THE PUZZLE MAKER

Huda Hafeez is a maladaptive day dreamer

I do not just imagine and visualise scenarios, I am physically involved. If somebody caught me in the middle of this daydreaming; I would be talking, the bodily gestures and all that. It is a parallel world where things, elements, and people are taken from this reality but everything is under my control. I change the narratives and they work perfectly in my script.

Huda is neither the hero nor the villain in these stories, assembling the puzzle as she is immersed in the scenes. The Chronicles of Narnia by C.S. Lewis presents a different perspective on the genesis of mankind’s imagination in which the mind pulls from all worlds, and the definitions of reality are made and remade to will.

We see possibilities conjured up by a mind indulging in escapism, free to determine what may or may not be. The characters adopted from her time on planet Earth are transported into a timeless space where they are manipulated to fulfil new destined roles. Dreaming is not a well-adjusted affair; it can establish communications without facing any criticism.

To date, symbolism plays little part in Huda’s work. Patterns and objects don’t have fixed connotations; they may be meaningless in common usage, but they may have acquired deliberate meaning in themselves over time when viewed through various sets of eyes, implying something vague, mysterious, and unknown. The symbolism is simply and precisely a matter of contrasting speculations.

[Stored items from a collection]

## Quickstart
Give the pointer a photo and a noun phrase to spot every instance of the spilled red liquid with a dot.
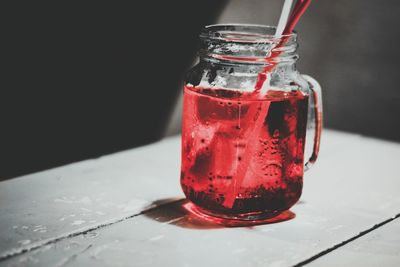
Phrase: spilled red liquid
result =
(231, 167)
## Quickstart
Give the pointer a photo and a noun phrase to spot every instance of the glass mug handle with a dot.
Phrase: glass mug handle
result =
(315, 108)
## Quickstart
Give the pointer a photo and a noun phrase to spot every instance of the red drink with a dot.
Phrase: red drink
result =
(231, 168)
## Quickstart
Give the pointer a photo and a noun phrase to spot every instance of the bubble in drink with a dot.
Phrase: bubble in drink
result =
(218, 128)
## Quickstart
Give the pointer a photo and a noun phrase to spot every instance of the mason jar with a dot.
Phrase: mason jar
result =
(245, 117)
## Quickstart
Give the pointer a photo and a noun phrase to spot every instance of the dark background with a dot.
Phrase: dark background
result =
(83, 80)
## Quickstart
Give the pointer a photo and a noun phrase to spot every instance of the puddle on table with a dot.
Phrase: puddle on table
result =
(181, 213)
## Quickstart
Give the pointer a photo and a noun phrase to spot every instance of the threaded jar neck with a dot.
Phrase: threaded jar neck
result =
(247, 44)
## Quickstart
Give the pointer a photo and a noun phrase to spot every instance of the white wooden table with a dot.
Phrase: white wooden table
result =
(125, 210)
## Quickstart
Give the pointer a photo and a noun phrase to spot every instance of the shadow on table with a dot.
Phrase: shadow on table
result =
(181, 213)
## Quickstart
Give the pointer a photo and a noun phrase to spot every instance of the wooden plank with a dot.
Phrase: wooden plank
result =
(378, 248)
(353, 187)
(44, 206)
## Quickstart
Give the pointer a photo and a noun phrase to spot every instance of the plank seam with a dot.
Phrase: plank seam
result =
(41, 243)
(341, 244)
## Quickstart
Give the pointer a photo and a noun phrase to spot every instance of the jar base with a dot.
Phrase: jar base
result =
(238, 220)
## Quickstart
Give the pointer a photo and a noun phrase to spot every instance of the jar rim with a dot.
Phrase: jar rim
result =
(243, 33)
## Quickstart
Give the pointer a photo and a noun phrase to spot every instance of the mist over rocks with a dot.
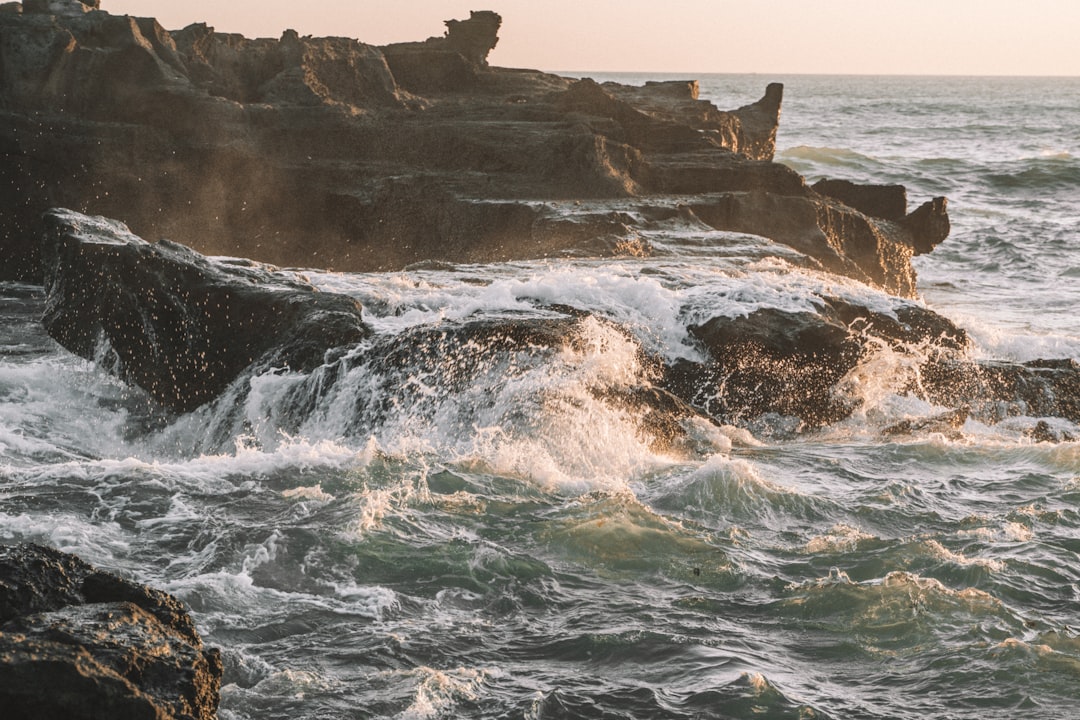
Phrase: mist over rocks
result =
(329, 152)
(169, 321)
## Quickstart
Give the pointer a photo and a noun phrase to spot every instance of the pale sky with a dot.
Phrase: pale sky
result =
(780, 37)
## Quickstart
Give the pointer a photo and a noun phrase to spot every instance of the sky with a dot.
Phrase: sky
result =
(778, 37)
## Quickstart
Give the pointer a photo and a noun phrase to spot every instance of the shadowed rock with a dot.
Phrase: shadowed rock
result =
(81, 643)
(774, 362)
(179, 326)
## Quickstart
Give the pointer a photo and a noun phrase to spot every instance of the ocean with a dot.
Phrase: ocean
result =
(514, 548)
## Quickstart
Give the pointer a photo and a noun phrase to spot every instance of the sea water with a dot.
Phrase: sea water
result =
(515, 548)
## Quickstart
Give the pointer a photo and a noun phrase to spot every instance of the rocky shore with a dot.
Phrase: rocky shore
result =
(328, 152)
(77, 642)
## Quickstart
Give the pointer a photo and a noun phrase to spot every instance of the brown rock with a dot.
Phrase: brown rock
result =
(327, 152)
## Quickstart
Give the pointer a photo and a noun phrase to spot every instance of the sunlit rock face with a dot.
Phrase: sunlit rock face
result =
(329, 152)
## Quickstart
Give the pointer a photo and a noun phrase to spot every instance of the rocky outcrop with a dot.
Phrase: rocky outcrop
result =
(328, 152)
(167, 320)
(795, 365)
(77, 642)
(189, 330)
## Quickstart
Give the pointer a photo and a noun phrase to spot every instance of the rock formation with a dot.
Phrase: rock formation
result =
(333, 153)
(187, 329)
(167, 320)
(80, 643)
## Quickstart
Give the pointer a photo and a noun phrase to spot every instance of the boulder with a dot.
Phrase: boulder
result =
(174, 323)
(82, 643)
(888, 202)
(795, 364)
(332, 153)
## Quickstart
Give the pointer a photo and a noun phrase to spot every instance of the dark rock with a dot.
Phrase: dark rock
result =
(999, 390)
(174, 323)
(79, 642)
(1043, 432)
(945, 423)
(792, 364)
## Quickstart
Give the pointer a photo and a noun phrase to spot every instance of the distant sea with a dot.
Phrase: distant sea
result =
(515, 549)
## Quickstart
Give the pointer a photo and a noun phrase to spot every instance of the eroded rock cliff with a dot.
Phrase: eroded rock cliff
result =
(329, 152)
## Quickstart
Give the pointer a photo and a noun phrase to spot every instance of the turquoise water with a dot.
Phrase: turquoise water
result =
(515, 548)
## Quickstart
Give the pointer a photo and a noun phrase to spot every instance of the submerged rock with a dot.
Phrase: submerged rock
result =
(77, 642)
(333, 153)
(189, 330)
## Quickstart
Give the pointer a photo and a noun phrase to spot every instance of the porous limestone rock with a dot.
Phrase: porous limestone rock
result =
(80, 643)
(332, 153)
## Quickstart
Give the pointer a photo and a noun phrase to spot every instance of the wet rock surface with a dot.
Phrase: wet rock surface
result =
(181, 327)
(190, 329)
(329, 152)
(82, 643)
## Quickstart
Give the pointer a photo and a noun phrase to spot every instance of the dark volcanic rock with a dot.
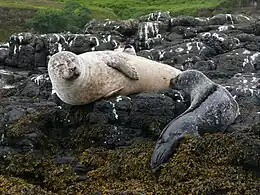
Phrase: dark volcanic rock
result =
(105, 147)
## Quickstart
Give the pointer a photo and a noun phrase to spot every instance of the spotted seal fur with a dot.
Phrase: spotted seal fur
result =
(81, 79)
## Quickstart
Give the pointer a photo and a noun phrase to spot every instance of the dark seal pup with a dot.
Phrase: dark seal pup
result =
(212, 109)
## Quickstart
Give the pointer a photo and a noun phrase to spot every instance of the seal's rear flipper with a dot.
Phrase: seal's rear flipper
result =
(163, 151)
(112, 92)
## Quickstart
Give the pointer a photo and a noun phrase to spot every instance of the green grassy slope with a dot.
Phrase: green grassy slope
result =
(124, 9)
(13, 13)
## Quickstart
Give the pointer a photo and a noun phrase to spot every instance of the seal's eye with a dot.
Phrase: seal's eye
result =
(174, 82)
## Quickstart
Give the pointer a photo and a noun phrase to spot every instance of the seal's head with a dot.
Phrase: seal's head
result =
(187, 80)
(64, 65)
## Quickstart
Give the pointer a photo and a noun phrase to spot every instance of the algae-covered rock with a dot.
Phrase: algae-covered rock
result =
(13, 185)
(216, 163)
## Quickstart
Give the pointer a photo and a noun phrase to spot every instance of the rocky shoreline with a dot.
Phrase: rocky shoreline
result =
(49, 147)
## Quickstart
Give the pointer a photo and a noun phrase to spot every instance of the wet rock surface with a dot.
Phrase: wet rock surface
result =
(49, 147)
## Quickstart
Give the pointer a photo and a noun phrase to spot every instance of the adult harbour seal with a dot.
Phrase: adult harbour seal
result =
(84, 78)
(212, 109)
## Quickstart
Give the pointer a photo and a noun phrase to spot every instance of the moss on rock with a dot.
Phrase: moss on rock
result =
(201, 165)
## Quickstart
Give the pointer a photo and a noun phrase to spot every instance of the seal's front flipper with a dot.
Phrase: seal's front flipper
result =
(127, 69)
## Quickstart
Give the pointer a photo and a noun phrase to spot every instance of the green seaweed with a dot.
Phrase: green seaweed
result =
(213, 163)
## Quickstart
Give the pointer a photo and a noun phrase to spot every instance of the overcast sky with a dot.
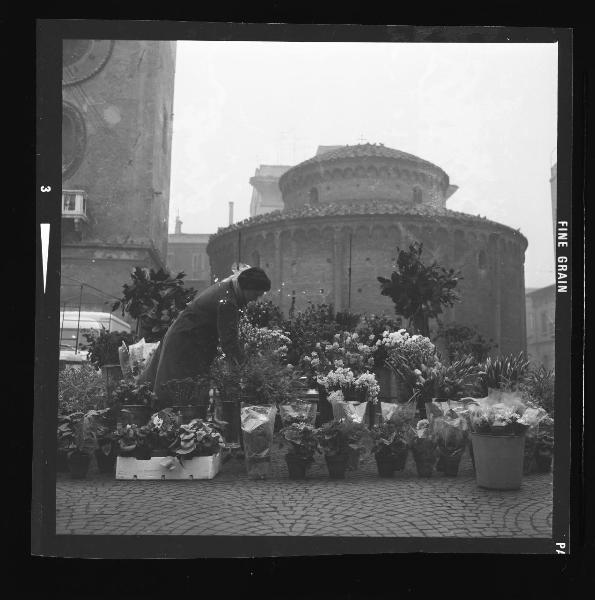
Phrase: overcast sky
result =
(485, 113)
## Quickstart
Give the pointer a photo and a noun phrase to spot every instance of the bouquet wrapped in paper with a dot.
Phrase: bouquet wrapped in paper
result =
(451, 435)
(423, 447)
(258, 423)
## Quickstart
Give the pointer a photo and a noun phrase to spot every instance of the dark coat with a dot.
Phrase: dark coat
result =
(190, 344)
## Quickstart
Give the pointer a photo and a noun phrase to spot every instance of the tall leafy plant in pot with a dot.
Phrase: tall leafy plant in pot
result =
(420, 291)
(154, 299)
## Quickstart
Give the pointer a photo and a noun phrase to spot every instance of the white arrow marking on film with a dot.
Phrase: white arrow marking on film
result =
(45, 241)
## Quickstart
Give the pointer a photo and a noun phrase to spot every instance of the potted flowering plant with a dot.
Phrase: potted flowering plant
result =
(135, 402)
(498, 440)
(423, 448)
(451, 438)
(335, 440)
(301, 443)
(390, 448)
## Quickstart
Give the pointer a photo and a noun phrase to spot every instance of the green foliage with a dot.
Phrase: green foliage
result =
(155, 298)
(462, 340)
(260, 378)
(128, 392)
(79, 389)
(538, 387)
(103, 346)
(264, 314)
(339, 437)
(420, 291)
(300, 440)
(503, 372)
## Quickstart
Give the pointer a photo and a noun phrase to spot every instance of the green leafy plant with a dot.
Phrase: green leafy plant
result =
(198, 438)
(418, 291)
(103, 346)
(129, 393)
(503, 372)
(462, 340)
(300, 440)
(538, 387)
(80, 388)
(154, 299)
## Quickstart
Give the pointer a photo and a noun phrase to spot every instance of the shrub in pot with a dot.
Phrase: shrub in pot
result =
(423, 448)
(334, 440)
(301, 442)
(389, 448)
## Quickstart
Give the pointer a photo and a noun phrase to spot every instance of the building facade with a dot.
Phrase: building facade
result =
(346, 210)
(541, 319)
(116, 154)
(188, 252)
(266, 195)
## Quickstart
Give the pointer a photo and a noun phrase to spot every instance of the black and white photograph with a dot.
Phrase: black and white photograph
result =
(301, 289)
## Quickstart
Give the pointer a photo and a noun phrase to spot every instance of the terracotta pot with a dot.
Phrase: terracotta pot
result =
(296, 466)
(78, 464)
(336, 466)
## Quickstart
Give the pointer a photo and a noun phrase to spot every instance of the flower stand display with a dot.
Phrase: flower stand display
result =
(336, 465)
(168, 467)
(498, 460)
(258, 423)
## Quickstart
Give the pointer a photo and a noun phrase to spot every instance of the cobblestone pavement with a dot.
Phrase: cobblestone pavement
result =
(361, 505)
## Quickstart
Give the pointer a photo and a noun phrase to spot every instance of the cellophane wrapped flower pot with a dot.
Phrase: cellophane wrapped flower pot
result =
(301, 443)
(258, 424)
(450, 431)
(423, 448)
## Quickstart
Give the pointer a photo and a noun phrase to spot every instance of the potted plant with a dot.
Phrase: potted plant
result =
(423, 448)
(451, 437)
(389, 447)
(135, 402)
(333, 438)
(301, 442)
(498, 439)
(103, 354)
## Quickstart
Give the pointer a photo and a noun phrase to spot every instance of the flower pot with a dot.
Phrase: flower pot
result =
(498, 460)
(336, 466)
(296, 466)
(62, 461)
(385, 464)
(112, 375)
(134, 414)
(78, 464)
(106, 463)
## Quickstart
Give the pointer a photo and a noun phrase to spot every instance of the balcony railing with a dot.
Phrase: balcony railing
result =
(74, 205)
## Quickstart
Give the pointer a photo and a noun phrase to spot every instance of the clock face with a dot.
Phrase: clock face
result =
(82, 59)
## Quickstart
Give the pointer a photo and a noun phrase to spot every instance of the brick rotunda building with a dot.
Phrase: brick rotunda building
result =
(346, 211)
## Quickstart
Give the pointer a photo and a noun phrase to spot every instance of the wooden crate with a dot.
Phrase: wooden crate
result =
(201, 467)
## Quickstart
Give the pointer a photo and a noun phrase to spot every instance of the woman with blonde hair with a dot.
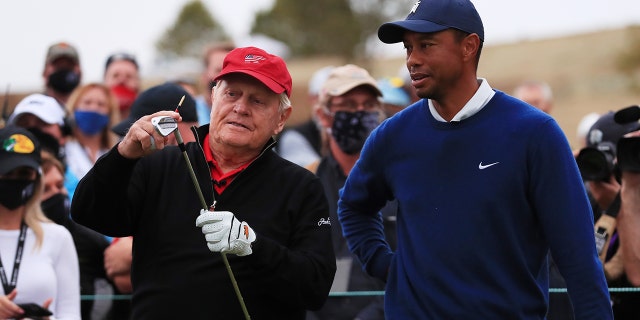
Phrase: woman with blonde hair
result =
(38, 261)
(93, 110)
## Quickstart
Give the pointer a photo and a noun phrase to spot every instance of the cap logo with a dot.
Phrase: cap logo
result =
(252, 58)
(595, 136)
(18, 143)
(415, 7)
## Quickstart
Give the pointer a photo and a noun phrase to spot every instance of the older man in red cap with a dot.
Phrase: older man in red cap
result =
(271, 216)
(62, 72)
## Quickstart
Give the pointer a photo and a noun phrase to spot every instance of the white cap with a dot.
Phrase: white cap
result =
(44, 107)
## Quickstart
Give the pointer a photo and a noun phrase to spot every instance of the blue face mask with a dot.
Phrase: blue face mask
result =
(90, 122)
(351, 129)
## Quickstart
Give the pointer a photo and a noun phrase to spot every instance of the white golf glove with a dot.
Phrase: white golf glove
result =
(224, 233)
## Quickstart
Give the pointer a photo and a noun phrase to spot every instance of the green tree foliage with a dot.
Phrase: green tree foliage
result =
(328, 27)
(311, 27)
(194, 28)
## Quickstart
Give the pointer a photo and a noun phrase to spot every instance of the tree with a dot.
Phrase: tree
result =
(329, 27)
(194, 28)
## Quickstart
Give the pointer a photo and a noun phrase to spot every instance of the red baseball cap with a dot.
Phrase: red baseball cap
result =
(268, 68)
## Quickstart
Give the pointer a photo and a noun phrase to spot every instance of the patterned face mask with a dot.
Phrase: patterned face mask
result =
(351, 129)
(16, 192)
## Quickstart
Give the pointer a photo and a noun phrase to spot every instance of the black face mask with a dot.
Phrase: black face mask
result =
(351, 129)
(64, 80)
(56, 208)
(16, 192)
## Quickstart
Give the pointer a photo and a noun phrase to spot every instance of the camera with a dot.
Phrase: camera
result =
(629, 154)
(597, 163)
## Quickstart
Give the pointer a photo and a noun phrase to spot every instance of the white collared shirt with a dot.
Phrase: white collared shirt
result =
(475, 104)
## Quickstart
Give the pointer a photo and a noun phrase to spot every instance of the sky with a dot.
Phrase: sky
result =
(98, 28)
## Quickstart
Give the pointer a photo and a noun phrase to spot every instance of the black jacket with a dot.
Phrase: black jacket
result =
(174, 274)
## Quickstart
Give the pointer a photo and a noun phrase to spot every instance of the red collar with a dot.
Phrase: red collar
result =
(220, 180)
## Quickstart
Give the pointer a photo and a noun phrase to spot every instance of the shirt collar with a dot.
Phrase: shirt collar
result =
(473, 106)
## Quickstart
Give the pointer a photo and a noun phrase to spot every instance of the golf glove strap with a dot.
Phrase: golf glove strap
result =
(224, 233)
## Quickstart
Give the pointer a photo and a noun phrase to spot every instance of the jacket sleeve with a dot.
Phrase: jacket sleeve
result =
(100, 200)
(304, 268)
(361, 199)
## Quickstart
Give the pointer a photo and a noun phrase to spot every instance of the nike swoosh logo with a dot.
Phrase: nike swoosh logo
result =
(481, 166)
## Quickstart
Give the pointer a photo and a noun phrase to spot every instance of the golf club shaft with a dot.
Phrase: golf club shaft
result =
(205, 207)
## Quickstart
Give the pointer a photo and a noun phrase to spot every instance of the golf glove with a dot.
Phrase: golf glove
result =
(224, 233)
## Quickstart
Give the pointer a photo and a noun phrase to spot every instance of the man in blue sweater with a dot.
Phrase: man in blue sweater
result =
(486, 186)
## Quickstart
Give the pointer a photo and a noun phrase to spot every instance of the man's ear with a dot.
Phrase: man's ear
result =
(470, 47)
(284, 116)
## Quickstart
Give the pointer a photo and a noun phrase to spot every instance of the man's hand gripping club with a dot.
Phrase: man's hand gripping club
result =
(224, 233)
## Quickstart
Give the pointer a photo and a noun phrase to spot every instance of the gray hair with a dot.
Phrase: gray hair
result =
(284, 104)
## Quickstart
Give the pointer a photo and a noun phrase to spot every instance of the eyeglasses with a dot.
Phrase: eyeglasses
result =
(121, 56)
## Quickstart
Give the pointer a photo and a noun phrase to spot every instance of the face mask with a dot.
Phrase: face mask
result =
(90, 122)
(56, 208)
(63, 81)
(16, 192)
(124, 95)
(351, 129)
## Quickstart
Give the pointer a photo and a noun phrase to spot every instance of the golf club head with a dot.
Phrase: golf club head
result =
(164, 125)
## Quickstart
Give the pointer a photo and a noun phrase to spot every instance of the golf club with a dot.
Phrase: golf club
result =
(165, 125)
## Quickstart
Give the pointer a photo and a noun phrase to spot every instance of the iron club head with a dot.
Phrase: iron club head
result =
(164, 125)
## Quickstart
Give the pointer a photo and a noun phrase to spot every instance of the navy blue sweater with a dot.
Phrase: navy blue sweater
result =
(481, 202)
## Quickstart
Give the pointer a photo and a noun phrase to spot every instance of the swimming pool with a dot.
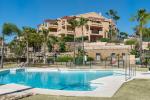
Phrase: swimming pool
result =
(57, 80)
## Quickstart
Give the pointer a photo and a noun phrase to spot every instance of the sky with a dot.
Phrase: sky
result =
(33, 12)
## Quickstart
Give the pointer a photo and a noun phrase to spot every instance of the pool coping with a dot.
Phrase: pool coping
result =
(104, 89)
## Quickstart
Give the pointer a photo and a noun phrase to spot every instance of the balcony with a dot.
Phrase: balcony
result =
(70, 32)
(96, 24)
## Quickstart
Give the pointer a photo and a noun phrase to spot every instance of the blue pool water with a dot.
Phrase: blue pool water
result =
(58, 80)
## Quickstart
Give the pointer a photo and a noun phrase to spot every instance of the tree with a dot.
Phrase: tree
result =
(7, 30)
(26, 34)
(45, 33)
(82, 23)
(74, 23)
(35, 41)
(123, 35)
(18, 48)
(113, 15)
(62, 47)
(142, 17)
(51, 42)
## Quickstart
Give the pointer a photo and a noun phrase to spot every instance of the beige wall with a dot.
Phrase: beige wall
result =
(63, 23)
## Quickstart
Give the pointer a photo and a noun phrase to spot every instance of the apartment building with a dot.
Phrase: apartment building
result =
(97, 26)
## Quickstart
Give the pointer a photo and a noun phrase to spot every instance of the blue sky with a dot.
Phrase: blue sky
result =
(33, 12)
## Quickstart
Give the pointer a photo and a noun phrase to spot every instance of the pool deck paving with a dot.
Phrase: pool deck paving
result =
(106, 86)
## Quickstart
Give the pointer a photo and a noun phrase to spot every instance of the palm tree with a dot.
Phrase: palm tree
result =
(142, 17)
(35, 40)
(82, 23)
(45, 33)
(7, 29)
(74, 24)
(113, 15)
(26, 34)
(18, 48)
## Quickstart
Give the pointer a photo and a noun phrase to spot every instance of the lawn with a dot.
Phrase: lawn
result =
(138, 89)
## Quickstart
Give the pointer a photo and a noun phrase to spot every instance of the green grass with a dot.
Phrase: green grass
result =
(138, 89)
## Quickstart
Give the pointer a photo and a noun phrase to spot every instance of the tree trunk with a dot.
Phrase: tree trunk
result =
(27, 53)
(44, 53)
(33, 55)
(2, 52)
(141, 47)
(83, 44)
(74, 49)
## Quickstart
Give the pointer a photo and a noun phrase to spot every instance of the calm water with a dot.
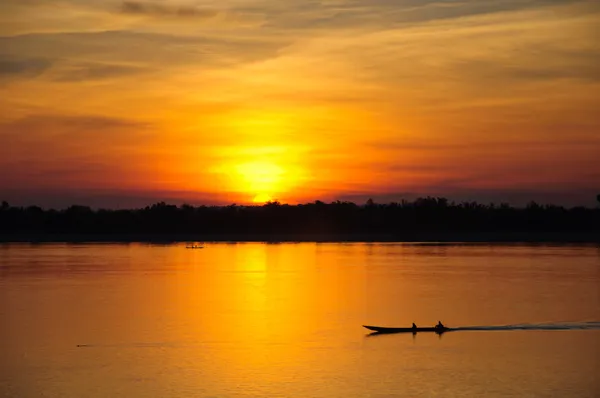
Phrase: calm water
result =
(265, 320)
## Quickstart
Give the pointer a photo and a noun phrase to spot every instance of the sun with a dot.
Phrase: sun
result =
(262, 198)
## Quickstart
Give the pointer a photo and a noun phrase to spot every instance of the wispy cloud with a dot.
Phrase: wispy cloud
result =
(11, 66)
(166, 10)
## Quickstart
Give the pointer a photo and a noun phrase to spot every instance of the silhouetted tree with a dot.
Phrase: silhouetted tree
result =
(405, 220)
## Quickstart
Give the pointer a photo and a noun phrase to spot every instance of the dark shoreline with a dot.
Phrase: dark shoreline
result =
(429, 238)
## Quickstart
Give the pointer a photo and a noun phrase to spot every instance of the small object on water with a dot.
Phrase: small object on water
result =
(382, 330)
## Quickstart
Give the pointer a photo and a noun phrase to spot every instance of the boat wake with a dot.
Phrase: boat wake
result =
(534, 326)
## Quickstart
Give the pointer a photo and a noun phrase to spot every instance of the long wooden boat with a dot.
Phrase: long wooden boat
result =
(381, 329)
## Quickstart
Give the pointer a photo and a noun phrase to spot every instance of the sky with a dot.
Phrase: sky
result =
(126, 103)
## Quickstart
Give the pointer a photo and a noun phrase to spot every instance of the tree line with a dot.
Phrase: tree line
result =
(407, 218)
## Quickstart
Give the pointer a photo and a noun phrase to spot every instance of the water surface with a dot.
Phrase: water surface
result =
(284, 320)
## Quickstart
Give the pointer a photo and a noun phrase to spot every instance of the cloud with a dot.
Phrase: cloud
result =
(11, 66)
(96, 71)
(163, 10)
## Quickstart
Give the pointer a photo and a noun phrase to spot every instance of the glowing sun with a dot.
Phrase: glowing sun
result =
(262, 198)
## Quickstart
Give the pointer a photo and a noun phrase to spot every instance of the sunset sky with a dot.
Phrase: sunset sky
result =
(125, 103)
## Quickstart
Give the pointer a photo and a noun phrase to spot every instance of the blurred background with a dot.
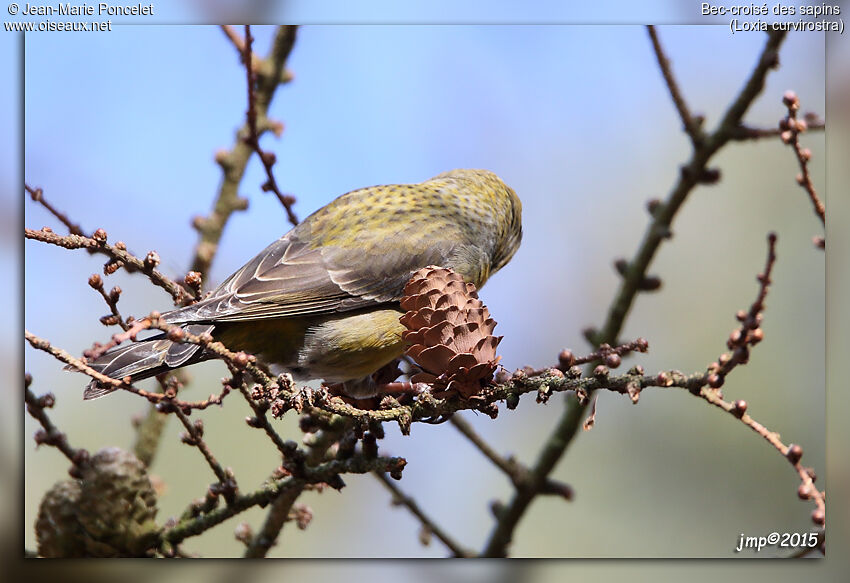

= PARTS OF THE EXERCISE =
1. In the piece on Huda Hafeez, what kind of daydreamer is Huda Hafeez?
2. According to the piece on Huda Hafeez, what is taken from this reality into the parallel world? List every item named.
3. Carry on writing the piece on Huda Hafeez, picking up after its final sentence.

= RESPONSES PER TASK =
1. A maladaptive day dreamer.

2. Things, elements, people

3.
In the surrealist manifesto, Andre Breton writes, ‘Logical ends, on the contrary, escape us. It is pointless to add that experience, it has found itself increasingly circumscribed. It paces back and forth in a cage from which it is more and more difficult to make it emerge. It too leans for support on what is most immediately expedient, and it is protected by the sentinels of common sense. Under the pretence of civilization and progress, we have managed to banish from the mind everything that may rightly or wrongly be termed superstition, or fancy; forbidden is any kind of search for truth which is not in conformance with accepted practices. If the depths of our mind contain within it strange forces capable of augmenting those on the surface, or of waging a victorious battle against them, there is every reason to seize them – first to seize them, then, if need be, to submit them to the control of our reason.’

Huda may be inhabiting a certain fabric of space – time, but she is certainly not limited to stay in any one. A familiar feeling artists associate with – we often argue with ourselves, a devious, dynamic process to satiate our inherent curiosity.

Image: No Big Deal, Huda Hafeez, acrylics on MDF, all copyrights retained by the artist 2024.